(Short task) Retype the complete listing exactly as it appears.

▼▼▼

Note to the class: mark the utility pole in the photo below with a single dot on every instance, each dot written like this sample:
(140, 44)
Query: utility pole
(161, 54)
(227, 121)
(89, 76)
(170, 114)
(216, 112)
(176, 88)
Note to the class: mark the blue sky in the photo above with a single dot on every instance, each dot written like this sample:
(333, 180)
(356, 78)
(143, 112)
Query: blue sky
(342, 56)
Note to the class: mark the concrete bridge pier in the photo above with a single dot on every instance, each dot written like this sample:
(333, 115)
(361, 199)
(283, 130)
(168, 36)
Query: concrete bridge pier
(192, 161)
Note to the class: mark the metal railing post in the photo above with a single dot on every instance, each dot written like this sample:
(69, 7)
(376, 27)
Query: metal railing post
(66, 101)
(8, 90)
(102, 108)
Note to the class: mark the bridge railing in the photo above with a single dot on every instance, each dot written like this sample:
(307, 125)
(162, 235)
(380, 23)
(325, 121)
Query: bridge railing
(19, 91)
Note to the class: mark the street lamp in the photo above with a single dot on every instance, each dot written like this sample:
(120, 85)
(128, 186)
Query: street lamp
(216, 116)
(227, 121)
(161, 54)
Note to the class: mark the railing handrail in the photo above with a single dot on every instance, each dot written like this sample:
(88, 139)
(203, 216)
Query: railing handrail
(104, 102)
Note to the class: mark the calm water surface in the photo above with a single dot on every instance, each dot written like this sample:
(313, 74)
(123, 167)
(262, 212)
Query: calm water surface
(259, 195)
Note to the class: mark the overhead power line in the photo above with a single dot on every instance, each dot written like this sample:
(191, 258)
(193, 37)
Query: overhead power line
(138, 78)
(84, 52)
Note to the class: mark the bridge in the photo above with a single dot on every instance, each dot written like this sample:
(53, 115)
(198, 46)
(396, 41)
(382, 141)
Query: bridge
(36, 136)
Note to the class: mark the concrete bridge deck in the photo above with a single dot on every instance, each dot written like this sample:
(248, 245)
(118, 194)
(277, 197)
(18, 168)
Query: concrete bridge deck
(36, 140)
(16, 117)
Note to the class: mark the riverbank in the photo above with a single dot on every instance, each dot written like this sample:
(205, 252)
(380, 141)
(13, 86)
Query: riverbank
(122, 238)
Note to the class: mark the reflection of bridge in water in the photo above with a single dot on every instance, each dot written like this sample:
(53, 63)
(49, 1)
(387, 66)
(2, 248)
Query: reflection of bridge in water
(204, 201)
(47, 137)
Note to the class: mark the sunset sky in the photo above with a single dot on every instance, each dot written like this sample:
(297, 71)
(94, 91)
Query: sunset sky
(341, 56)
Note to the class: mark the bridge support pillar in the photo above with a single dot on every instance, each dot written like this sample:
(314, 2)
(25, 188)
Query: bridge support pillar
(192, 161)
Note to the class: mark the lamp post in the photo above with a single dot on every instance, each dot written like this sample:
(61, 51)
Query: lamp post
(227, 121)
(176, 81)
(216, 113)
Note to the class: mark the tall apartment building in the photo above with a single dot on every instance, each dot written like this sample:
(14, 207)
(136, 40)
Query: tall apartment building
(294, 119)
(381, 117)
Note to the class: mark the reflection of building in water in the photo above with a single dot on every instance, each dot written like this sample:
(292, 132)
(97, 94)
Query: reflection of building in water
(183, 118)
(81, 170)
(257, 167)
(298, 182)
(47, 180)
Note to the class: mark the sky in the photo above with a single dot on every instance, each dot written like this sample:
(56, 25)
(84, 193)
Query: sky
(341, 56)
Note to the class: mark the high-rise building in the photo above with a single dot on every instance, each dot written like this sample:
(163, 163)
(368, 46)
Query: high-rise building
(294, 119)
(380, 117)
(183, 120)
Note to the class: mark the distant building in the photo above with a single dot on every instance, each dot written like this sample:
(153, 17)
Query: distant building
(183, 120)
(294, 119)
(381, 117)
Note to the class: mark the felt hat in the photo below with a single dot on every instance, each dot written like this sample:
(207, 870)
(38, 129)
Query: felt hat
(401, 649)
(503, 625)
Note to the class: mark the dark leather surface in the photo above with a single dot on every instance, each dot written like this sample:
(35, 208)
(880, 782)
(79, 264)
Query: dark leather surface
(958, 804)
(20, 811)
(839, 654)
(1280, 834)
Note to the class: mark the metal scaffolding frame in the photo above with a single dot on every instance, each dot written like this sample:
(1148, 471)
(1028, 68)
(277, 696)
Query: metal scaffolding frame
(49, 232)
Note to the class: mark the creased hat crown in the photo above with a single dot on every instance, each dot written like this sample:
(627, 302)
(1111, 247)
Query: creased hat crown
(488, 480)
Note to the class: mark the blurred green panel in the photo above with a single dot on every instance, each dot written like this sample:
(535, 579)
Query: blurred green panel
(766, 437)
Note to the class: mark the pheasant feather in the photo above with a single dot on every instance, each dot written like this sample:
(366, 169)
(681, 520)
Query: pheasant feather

▲▲▲

(Solution to the problem)
Note to the class: mark the utility pole in the photo below with a single dot on every instance, each dot written like this sample:
(140, 44)
Query: utility pole
(161, 54)
(227, 121)
(89, 76)
(170, 114)
(216, 112)
(176, 88)
Note to the class: mark the blue sky in the photo above with a single dot on every instance, each dot written like this sample:
(333, 180)
(356, 78)
(143, 112)
Query: blue sky
(342, 56)
Note to the class: mark the concrete bridge pier in the photo above with a single dot on every instance, each dot written like this sample:
(333, 115)
(361, 199)
(283, 130)
(168, 36)
Query: concrete bridge pier
(192, 161)
Note to the class: mark the metal railing post in the photo above with a single dot on every instance, each dot written like this sample:
(69, 7)
(376, 27)
Query: metal railing post
(66, 101)
(8, 90)
(102, 108)
Note to the class: mark the bridge railing in the photo above with a single dot on every instance, each dot written like this sample:
(307, 125)
(162, 235)
(380, 23)
(325, 121)
Query: bridge railing
(19, 91)
Note to the class: mark the street lamp in the photo above with a single dot on every instance, each dot written like this sample:
(120, 85)
(128, 186)
Query: street lamp
(216, 116)
(227, 121)
(161, 54)
Note to the class: mark the railing handrail in the photo above with a single dot on every instance, each dot written like this sample:
(88, 139)
(203, 216)
Query: railing handrail
(104, 102)
Note to the class: mark the calm water surface in the photo above with a single dot on every instance, each dot written like this sample:
(313, 74)
(123, 167)
(262, 212)
Query: calm water surface
(259, 195)
Note to the class: mark the overhead power line in the photo above with a single dot on every instance, each dot written like this sample:
(191, 258)
(193, 37)
Query: overhead power line
(138, 78)
(84, 52)
Note to the class: mark the bridge in the photo above with a single dot on every instance, each dot written like this sample:
(53, 115)
(198, 46)
(396, 41)
(382, 141)
Query: bridge
(36, 136)
Note to the class: mark the concrete bridge deck in the photo above with a single dot on every instance, each dot written like this sample:
(248, 245)
(118, 194)
(277, 197)
(18, 168)
Query: concrete bridge deck
(36, 140)
(16, 117)
Note to the class: mark the riverbank in the photo above with a single dot on every instance, each dot written like this sample:
(205, 252)
(380, 141)
(13, 86)
Query: riverbank
(122, 238)
Note to the class: mark the reflection of bridge in water in the photo above with a single dot on every instance, each dot written like this sample:
(53, 63)
(49, 1)
(387, 66)
(2, 248)
Query: reflection of bridge in water
(204, 201)
(47, 137)
Note to the class: mark the sunset sky in the photo above with a single dot on every instance, each dot written like this sample:
(297, 71)
(94, 91)
Query: sunset sky
(341, 56)
Note to the class: mark the bridge support pillar in the photo above with a single dot on every instance, each dot written like this sample:
(314, 2)
(25, 188)
Query: bridge support pillar
(192, 161)
Note to the class: mark the lamp post in the photo above with a single dot on every instance, each dot written like this sample:
(61, 51)
Query: lamp post
(227, 121)
(176, 81)
(216, 113)
Note to the class: mark the tall apartment building in the photo above with a single dot on every instance, each dot written like this sample:
(14, 207)
(136, 40)
Query: tall apartment building
(294, 119)
(381, 117)
Note to the class: mark the reflection of building in water in the photo above with a single dot on every instance, each dot written like this sample:
(292, 132)
(97, 94)
Query: reflection of building in water
(183, 118)
(81, 170)
(257, 167)
(298, 182)
(47, 180)
Note to the class: mark the sky in the photo above with a single dot on every instance, each dot written like this sample:
(56, 25)
(84, 193)
Query: sky
(341, 56)
Note to the class: mark the high-rise building in the photo above with a single dot on every instance, each dot written like this sample:
(163, 163)
(368, 46)
Query: high-rise building
(294, 119)
(380, 117)
(183, 120)
Note to the class: mark the distant building in the photo above with a single dot on every instance, each dot written like this sample:
(153, 17)
Query: distant building
(183, 120)
(294, 119)
(381, 117)
Note to the class: mark the felt hat in the photo below with a single dot on every instance, each dot written like this sample:
(207, 870)
(38, 129)
Query: felt hat
(401, 649)
(503, 625)
Note to the class: mark the dark leather surface in the photo above with a single dot on every instance, each dot written like this sample:
(35, 208)
(880, 782)
(79, 264)
Query: dark leather surface
(958, 804)
(20, 811)
(839, 654)
(1280, 834)
Note to the class: mark the metal scaffolding frame in the photo above with a single dot on every instance, each dot written like this sample:
(1148, 471)
(1028, 68)
(277, 696)
Query: metal scaffolding frame
(49, 232)
Note to the class: mark the creased hat crown in the photo above with a single dot on every instance, each dot written like this sample:
(627, 302)
(1111, 247)
Query: creased hat crown
(488, 480)
Note to the class: mark the blurred green panel in the photo above with a single dot on every instance, each dot written like this sample:
(535, 579)
Query: blurred green panel
(766, 437)
Note to the class: mark the pheasant feather in the photo above with a single dot on every instance, each dot written like this sample:
(366, 169)
(681, 520)
Query: pheasant feather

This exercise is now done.